Problems and tasks
1. Answer from the Calculus Capital excerpt:
(a) How much did Calculus put into Synpromics, and when was this announced?
(b) Where is Calculus headquartered?
(c) How do most EIS funds return money to investors?
2. Resume the Calculus Capital excerpt after its final sentence, carrying on its discussion of EIS exits.

In the first part of a feature examining the views of practitioners within the UK’s Enterprise Investment Scheme landscape, this publication probed firms about returns, investment exits, and strategy. In this item, WealthBriefing spoke to Calculus Capital, a Mayfair, London-headquartered firm operating in this space.

Madeleine Ingram, head of investor relations at Calculus, sets out thoughts about how her firm’s investments are progressing. In mid-August, the firm announced that it had put £2.1 million ($3.28 million) into the synthetic biology company Synpromics. This firm creates synthetic promoters which are used to help cure diseases sure as haemophilia and hereditary blindness.

Ingram talks also about Venture Capital Trusts, a listed form of structure holding small businesses and start-ups carrying certain tax advantages, pitched more towards the retail end of the spectrum. She explains her firm’s approach and gives some case studies about specific outcomes.

Unlike VCTs where the investor has to sell his or her shares in the VCT to exit – usually at a discount back to the VCT – most EIS funds are self-liquidating, as when the various investments are realised, the proceeds are distributed to the investors. Clearly, the exit process is key and of interest to investors.

Information supplied
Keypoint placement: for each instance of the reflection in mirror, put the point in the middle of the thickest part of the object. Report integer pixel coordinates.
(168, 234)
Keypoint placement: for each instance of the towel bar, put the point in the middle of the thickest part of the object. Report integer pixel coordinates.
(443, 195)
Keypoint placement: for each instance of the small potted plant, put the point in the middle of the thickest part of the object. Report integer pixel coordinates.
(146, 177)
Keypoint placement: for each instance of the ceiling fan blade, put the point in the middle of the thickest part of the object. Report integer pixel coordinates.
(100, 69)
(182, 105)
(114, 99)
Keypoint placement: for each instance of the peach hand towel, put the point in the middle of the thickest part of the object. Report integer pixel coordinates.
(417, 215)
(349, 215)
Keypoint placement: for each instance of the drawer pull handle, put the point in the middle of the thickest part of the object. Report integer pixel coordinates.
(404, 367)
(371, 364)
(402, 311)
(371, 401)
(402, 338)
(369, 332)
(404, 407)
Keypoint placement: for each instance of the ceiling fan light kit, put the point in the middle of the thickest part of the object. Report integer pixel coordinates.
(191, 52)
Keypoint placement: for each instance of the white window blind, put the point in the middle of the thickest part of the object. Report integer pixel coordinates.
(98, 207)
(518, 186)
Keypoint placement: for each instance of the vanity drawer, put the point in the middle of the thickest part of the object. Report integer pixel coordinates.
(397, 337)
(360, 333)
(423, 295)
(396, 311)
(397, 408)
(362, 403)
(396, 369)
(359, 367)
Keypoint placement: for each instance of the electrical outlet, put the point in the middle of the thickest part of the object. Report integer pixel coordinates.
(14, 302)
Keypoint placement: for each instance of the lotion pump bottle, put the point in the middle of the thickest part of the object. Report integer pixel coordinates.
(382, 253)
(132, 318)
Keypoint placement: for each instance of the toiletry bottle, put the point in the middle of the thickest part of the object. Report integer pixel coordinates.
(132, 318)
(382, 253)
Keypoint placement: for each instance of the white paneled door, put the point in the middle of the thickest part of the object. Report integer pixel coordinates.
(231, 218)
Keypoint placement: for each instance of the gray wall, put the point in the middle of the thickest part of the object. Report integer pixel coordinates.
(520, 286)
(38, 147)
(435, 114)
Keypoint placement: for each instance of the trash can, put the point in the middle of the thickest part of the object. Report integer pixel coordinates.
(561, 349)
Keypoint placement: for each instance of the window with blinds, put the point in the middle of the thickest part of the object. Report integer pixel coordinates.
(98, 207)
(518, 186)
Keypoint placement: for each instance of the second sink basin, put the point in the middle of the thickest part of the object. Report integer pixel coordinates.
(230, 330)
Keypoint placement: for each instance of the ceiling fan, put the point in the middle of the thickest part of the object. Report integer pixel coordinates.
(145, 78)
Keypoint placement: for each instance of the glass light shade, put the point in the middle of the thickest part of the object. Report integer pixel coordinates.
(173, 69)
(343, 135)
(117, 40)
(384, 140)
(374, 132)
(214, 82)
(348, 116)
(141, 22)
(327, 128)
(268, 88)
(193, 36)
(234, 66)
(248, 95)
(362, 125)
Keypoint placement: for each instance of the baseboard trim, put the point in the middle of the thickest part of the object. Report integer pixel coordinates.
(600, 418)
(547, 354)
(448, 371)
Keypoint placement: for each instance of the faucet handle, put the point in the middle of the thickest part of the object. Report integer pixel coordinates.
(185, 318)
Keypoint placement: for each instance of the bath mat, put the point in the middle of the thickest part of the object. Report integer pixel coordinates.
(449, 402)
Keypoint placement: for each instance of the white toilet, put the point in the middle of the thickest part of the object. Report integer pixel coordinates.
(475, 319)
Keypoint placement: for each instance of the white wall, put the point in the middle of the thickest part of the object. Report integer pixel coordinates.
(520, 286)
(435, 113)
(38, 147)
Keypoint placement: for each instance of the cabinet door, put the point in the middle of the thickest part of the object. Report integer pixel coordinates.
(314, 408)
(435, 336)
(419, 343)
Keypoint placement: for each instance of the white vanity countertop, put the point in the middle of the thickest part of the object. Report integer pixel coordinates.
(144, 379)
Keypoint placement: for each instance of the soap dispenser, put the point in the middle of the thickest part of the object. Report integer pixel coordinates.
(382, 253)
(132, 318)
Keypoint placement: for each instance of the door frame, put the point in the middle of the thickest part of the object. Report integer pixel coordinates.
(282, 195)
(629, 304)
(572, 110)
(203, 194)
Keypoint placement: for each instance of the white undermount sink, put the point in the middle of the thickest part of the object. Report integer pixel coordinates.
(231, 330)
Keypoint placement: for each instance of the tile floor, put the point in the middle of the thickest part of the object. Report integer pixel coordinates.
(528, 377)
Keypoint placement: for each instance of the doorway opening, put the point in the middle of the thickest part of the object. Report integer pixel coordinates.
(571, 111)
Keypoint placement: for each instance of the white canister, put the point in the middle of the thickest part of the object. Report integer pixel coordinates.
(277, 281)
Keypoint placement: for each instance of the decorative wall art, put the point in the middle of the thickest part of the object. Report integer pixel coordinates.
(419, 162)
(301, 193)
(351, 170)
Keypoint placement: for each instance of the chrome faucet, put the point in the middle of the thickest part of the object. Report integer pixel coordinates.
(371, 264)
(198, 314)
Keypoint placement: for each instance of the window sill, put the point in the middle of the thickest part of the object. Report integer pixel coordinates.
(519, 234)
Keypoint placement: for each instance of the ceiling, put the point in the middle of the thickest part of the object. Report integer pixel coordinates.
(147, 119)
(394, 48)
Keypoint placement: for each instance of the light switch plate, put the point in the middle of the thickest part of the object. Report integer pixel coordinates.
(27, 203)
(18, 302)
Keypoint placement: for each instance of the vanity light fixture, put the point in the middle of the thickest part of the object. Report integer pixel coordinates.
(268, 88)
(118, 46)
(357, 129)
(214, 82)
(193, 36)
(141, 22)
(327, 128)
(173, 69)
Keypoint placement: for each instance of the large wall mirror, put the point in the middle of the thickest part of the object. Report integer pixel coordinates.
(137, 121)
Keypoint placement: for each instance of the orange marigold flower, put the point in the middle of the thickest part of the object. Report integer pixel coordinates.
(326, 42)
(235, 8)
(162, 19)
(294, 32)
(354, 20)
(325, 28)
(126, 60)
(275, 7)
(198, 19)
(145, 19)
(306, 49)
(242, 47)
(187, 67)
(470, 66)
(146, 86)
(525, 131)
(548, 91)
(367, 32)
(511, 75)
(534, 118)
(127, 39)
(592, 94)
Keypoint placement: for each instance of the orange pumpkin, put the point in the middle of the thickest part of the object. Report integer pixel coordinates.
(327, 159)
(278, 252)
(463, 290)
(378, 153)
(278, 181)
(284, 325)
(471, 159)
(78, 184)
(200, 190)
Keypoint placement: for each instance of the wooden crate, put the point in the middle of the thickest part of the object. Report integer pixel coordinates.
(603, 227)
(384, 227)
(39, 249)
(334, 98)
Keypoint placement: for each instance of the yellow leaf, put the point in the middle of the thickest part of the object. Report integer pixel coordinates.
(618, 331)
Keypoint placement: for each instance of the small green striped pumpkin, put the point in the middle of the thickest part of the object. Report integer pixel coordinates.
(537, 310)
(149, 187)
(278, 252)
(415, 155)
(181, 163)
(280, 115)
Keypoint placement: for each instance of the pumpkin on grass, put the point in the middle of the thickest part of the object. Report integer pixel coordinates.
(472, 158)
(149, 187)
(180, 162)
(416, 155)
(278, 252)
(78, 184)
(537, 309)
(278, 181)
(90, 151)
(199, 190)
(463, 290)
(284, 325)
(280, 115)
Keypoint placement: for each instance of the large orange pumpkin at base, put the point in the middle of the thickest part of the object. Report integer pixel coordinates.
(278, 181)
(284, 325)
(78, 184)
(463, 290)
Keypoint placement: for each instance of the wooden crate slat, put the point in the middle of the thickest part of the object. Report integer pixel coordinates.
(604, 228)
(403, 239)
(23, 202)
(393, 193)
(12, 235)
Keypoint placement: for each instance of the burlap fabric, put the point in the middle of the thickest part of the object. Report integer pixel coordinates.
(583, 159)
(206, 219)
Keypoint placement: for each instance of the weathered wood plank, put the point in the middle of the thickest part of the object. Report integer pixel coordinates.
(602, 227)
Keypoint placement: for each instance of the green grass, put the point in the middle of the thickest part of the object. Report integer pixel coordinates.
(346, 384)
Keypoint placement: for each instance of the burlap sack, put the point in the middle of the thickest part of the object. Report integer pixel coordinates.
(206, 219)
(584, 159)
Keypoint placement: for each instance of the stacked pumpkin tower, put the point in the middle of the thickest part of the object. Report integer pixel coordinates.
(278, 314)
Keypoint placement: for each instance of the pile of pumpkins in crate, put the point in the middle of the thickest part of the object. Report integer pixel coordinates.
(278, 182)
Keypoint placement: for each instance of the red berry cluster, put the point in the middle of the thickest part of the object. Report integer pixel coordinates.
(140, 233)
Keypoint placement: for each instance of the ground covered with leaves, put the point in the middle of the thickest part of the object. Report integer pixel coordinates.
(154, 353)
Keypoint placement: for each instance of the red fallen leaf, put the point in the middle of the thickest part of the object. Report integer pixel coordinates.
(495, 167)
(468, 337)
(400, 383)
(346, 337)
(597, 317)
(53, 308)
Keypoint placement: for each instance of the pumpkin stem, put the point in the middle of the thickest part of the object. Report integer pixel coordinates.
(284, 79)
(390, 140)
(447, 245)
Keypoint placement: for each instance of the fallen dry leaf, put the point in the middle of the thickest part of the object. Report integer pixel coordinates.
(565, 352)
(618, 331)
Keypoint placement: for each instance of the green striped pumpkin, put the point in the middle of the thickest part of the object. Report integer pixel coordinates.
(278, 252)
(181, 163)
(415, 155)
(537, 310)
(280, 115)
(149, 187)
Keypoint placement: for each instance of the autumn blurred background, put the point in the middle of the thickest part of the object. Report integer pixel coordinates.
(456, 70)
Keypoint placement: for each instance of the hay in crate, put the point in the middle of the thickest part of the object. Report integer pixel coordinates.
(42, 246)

Outputs in order
1.
(a) £2.1 million ($3.28 million), announced in mid-August.
(b) Mayfair, London.
(c) They are self-liquidating: when the various investments are realized, the proceeds are distributed to the investors.

2.
Calculus, which has two former heads of M&A amongst its senior ranks, has used many different approaches to exit – trade sales, sales to larger private equity firms as part of the investment ‘food chain’ and the initial public offerings process.  

Consideration of the exit starts during the initial investment assessment period when the likely buyers are first identified.  Our investment agreements are written with the exit in mind, and the formal exit process commences well prior to the end of the 3 year holding period. The exit is regularly discussed with management throughout our holding period and all key players are aligned with regards to exit time frames and expectations.